Labeled-object pointing entries
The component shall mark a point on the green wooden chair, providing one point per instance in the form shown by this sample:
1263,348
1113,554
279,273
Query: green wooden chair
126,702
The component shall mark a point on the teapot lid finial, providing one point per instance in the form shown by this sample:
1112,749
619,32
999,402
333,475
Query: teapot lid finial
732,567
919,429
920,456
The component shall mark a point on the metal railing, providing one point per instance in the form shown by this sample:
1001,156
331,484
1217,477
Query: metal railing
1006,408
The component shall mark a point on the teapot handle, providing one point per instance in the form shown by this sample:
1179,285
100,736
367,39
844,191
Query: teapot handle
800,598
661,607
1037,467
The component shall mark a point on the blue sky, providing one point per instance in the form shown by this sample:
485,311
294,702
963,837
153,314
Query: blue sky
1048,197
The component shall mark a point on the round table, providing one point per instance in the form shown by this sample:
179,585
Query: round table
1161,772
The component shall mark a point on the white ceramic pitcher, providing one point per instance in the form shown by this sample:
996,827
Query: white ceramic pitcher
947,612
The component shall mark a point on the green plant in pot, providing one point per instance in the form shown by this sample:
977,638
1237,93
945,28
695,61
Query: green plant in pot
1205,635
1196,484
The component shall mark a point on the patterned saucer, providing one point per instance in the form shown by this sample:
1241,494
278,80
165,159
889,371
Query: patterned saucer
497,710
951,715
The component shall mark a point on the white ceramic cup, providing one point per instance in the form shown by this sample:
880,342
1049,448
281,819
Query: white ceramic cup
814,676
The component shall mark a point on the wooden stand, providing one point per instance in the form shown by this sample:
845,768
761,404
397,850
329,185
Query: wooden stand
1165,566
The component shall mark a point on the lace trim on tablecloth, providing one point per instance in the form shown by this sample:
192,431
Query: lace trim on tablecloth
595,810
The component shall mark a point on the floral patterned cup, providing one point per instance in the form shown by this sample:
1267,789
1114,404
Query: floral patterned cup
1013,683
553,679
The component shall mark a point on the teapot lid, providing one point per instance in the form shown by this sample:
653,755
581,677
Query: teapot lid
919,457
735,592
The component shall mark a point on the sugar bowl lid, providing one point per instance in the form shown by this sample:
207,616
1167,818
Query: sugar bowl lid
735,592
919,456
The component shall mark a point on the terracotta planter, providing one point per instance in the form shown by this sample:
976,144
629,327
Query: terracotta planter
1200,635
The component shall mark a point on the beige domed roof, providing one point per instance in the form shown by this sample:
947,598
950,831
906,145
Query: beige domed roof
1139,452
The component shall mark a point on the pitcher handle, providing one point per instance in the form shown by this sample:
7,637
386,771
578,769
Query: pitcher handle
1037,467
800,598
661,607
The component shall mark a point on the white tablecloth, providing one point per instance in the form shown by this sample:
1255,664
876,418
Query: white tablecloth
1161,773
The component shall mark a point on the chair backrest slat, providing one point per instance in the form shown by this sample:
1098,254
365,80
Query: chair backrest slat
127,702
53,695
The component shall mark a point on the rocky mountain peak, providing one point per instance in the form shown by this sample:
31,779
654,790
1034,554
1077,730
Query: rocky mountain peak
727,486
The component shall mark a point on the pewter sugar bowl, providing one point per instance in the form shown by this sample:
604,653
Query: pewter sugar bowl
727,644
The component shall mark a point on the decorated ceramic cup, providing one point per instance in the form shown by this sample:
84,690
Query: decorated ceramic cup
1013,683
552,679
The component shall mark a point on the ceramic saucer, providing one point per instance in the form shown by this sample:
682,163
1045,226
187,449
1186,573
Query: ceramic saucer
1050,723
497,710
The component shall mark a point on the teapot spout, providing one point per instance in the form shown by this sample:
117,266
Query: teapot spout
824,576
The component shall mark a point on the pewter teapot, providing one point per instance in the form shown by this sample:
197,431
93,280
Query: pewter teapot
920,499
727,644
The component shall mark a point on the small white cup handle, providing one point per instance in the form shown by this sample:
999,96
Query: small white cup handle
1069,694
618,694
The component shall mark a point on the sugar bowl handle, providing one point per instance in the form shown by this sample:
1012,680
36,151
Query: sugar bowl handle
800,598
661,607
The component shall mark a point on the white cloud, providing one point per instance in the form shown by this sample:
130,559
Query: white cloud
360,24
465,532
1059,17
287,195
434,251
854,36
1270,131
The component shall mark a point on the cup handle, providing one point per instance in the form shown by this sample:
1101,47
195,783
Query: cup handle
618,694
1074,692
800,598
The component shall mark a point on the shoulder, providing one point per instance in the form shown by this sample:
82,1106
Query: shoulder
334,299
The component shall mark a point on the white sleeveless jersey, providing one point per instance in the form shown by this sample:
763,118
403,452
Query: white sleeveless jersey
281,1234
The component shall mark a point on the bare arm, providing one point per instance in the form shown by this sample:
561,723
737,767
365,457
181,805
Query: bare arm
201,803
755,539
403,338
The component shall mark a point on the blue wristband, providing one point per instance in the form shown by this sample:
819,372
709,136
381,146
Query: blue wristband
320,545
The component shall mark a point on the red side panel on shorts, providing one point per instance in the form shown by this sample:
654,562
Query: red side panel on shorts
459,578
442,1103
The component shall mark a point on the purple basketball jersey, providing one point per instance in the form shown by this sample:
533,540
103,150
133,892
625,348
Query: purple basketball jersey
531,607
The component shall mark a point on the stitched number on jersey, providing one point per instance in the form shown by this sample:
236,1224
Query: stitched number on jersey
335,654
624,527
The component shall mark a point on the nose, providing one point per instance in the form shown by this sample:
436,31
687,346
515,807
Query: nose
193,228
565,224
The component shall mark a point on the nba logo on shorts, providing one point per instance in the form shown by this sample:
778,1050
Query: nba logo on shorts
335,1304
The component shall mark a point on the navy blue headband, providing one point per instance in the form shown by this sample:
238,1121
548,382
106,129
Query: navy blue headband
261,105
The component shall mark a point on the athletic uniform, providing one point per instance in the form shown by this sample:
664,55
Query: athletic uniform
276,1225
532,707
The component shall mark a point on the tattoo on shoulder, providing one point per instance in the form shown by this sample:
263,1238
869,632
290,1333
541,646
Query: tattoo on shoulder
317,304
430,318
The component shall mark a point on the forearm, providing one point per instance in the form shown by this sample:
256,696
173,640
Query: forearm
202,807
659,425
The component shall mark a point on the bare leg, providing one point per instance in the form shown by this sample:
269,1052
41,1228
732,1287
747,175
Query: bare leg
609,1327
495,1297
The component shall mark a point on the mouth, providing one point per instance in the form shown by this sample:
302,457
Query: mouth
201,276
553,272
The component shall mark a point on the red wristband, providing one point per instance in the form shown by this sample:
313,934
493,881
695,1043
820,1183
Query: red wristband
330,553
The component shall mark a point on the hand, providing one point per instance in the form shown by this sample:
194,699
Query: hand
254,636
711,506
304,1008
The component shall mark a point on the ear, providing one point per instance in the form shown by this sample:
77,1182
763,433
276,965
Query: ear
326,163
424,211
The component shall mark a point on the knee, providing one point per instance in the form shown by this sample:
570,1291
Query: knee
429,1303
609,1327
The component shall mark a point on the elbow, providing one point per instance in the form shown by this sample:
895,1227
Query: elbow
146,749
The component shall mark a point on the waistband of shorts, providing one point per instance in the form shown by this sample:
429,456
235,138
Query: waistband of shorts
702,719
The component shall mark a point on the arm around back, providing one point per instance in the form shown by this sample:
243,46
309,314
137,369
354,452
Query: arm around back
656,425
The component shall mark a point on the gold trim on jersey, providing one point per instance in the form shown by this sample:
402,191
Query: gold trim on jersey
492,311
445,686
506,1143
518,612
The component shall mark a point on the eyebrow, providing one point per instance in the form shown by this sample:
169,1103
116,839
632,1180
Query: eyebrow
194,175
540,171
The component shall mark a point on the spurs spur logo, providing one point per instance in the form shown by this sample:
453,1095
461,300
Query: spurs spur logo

### Given task
Extract the complete data, matching each line exactly.

### Result for this task
The component shall mark a point on the green wooden chair, providing one point per instance in the form shown by this sample:
1263,348
1113,554
279,273
Query: green wooden chair
126,702
The component shall mark a point on the teapot lid finial, providing one point per instance in the form shown by this sample:
1112,749
619,32
999,402
333,475
Query: teapot lid finial
732,567
919,429
920,456
The component shall mark a point on the metal railing, providing one point per instance in the form shown by this sample:
1001,156
331,484
1217,477
Query: metal railing
1006,408
The component shall mark a point on the teapot handle, providing one point per instance in the form shown by this sample:
1179,285
100,736
367,39
844,191
Query: teapot handle
800,598
661,607
1037,467
The component shall mark a point on the blue sky, providing one point per instance in the form shown by this sample:
485,311
294,702
963,837
153,314
Query: blue sky
1048,197
The component shall mark a point on the round table, providing one point per instance in the form shown by this sample:
179,585
Query: round table
1161,772
The component shall mark a point on the white ceramic pitcher, providing one point per instance in the form shown by this sample:
996,827
Query: white ceramic pitcher
947,612
The component shall mark a point on the green plant in pot, providing one point per instance in the form shown by this sample:
977,638
1237,93
945,28
695,61
Query: green plant in pot
1205,635
1196,484
The component shall mark a point on the patterned saucer, providing one point per instance in the form shown by this sample:
1241,494
278,80
165,159
889,371
Query: patterned saucer
497,710
951,715
The component shall mark a point on the white ceramic cup, providing one point per instance in the form shown by this sample:
880,342
1049,448
281,819
Query: white ceramic cup
814,676
The component shall mark a point on the wooden stand, providing one point per instance in the form shown by this sample:
845,768
761,404
397,850
329,185
Query: wooden stand
1165,566
The component shall mark a point on the lace trim on tablecloth, providing one point per instance in the form shown by this sample:
192,431
Query: lace trim on tablecloth
595,810
The component shall mark a point on the floral patterned cup, providing one point per instance in the form shown by this sample:
1267,789
1114,404
Query: floral patterned cup
1013,683
553,679
The component shall mark a point on the teapot lid, providing one point per instance in the form shown by this sample:
653,755
581,677
Query: teapot lid
919,457
735,592
The component shall mark a point on the sugar bowl lid, providing one point per instance in the form shown by this sample:
207,616
1167,818
Query: sugar bowl lid
735,592
919,456
The component shall mark a point on the terracotta planter, providing one point per instance in the form shown by this sample:
976,144
629,327
Query: terracotta planter
1200,635
The component shall mark a point on the beige domed roof, providing one point per instance in the form shown by this sample:
947,598
950,831
906,145
Query: beige domed roof
1139,452
The component shall mark a point on the pitcher handle, providing one point per instance in the form shown by this sample:
7,637
386,771
578,769
Query: pitcher handle
1037,467
800,598
661,607
The component shall mark a point on the white tablecloth, providing one point per instance in the form shown by this sample:
1255,664
876,418
Query: white tablecloth
1161,773
The component shall mark a point on the chair backrest slat, providing one point per instance in the form shown by this sample:
1098,254
365,80
Query: chair backrest slat
127,702
53,695
The component shall mark a point on the rocky mountain peak, providing one point per instance in the form shown by this sample:
31,779
654,790
1034,554
1077,730
Query: rocky mountain peak
727,486
The component shall mark a point on the pewter sugar bowl, providing one point per instance in the form shown by this sample:
604,653
Query: pewter sugar bowl
727,644
The component shall mark a point on the decorated ceramic cup, providing one point per instance in the form shown by this sample:
84,690
Query: decorated ceramic cup
1013,683
552,679
The component shall mark a point on the ceramic saucer, providing one point per instance in the form shown by this sample:
682,163
1045,226
187,449
1186,573
Query: ceramic saucer
1050,723
497,710
The component shall mark a point on the teapot spout, providing one point per instance in the form shown by this sample:
117,266
Query: teapot spout
824,576
The component shall mark a point on the pewter teapot, providing one point per instance in the form shown by this sample:
197,431
93,280
Query: pewter teapot
920,499
727,644
The component shall mark a point on the small white cup handle, providing one point per instance in the form shown by this sample:
999,96
Query: small white cup handle
1069,694
618,694
The component shall mark a point on the sugar bowl handle, providing one point per instance in the form shown by this sample:
1012,680
36,151
Query: sugar bowl handle
800,598
661,607
The component shall mark a point on the white cloud, providing one point per instance in the form shown by this sample:
130,559
Query: white cloud
360,24
465,532
1059,17
287,195
434,251
854,36
1270,131
The component shall mark a point on the cup handle, providing one point per instance in the form shown by this sample:
1101,47
195,783
Query: cup handle
618,694
1074,692
800,598
The component shall mark a point on the shoulder, providing one point per instance in the form shown by this sample:
82,1106
Query: shoulder
334,299
The component shall mark a point on the white sleeveless jersey, providing one point per instance in the form shown by this sample:
763,118
403,452
Query: white sleeveless jersey
281,1234
The component shall mark a point on the bare arm, providing one point per instance in the form shown by this sample:
561,723
737,767
365,457
181,805
Query: bare arm
201,803
755,539
403,338
The component shall mark a point on the blue wristband, providing one point per instance in the form shown by this sample:
819,372
709,136
381,146
Query: blue wristband
320,545
The component shall mark a point on the red side panel on shorts, providing one point per instance in the form shown by this sample:
654,562
Query: red side panel on shorts
459,578
442,1103
The component shall mark a point on the purple basketball jersey, providing one point per instance in the form shown by this sample:
533,540
103,150
133,892
625,348
Query: purple basketball jersey
531,607
The component shall mark a point on the stitched number on jersey, providing one point per instance in the form shown by this sample:
236,1224
Query: stitched number on jersey
335,654
624,527
The component shall mark a point on the nose, providing one point per instance in the form shown by this sample:
436,31
687,346
515,807
Query: nose
193,228
565,224
The component shall mark a point on the nba logo on shorts, providing one point per instance in the form shown by this sample:
778,1050
Query: nba logo on shorts
335,1304
The component shall mark a point on the navy blue headband, providing one point per instance in the form shown by this sample:
238,1121
548,382
106,129
Query: navy blue headband
261,105
The component shall mark a point on the athletic uniform, providing one point per instance in the form shown by this sample:
664,55
Query: athletic uniform
276,1225
532,707
The component shall mark a point on the tattoo on shoulder, providing one point per instance in the form shown by this sample:
263,1238
869,632
290,1333
541,646
Query: tattoo on shoulder
317,304
430,318
The component shall mark a point on the forearm, providing one point per instance in the form shown by this sample:
256,696
173,640
Query: forearm
202,807
659,425
The component shall mark a point on the bare leg, providing one point per instance in the form shown by this sample:
269,1052
41,1228
732,1287
747,175
Query: bare leg
609,1327
495,1297
The component shall mark a point on the mouth, providing one point per instance in the form shown by this sample:
302,457
Query: mouth
201,276
553,272
The component shall mark a point on the red wristband, providing one point per instance in the form shown by this sample:
313,934
493,881
695,1043
820,1183
Query: red wristband
330,553
The component shall mark a point on the hand, providing one point per instance in the form shown by this sample:
194,699
Query: hand
254,636
711,506
304,1008
The component shall mark a point on the ear, providing one point per instance in the form shown by this sample:
77,1182
763,433
276,965
Query: ear
326,163
424,211
The component shall mark a point on the knee, providing one point per instance in the form shown by this sample:
570,1291
Query: knee
429,1303
609,1327
The component shall mark a point on the elbow, providing one point per instance in the form shown by this sample:
895,1227
Query: elbow
146,749
The component shall mark a point on the waistband of shorts, providing one point per instance in the form shown by this sample:
429,456
235,138
Query: waistband of shorts
702,719
The component shall mark a point on the arm around back, providing one point per instance in the form shown by this sample:
243,46
309,314
137,369
354,452
Query: arm around back
656,425
The component shall mark a point on the gold trim on jersey, providing one point per instance in the form shown by this sample:
402,191
Query: gold trim on jersey
492,311
445,686
506,1143
518,612
The component shall mark a point on the eyebrow, providing one point per instance in the form shown by this sample:
169,1103
116,839
632,1180
Query: eyebrow
194,175
540,171
The component shall mark a point on the spurs spur logo, providing one point per instance in the form shown by this sample:
453,1095
461,300
Query: spurs spur logo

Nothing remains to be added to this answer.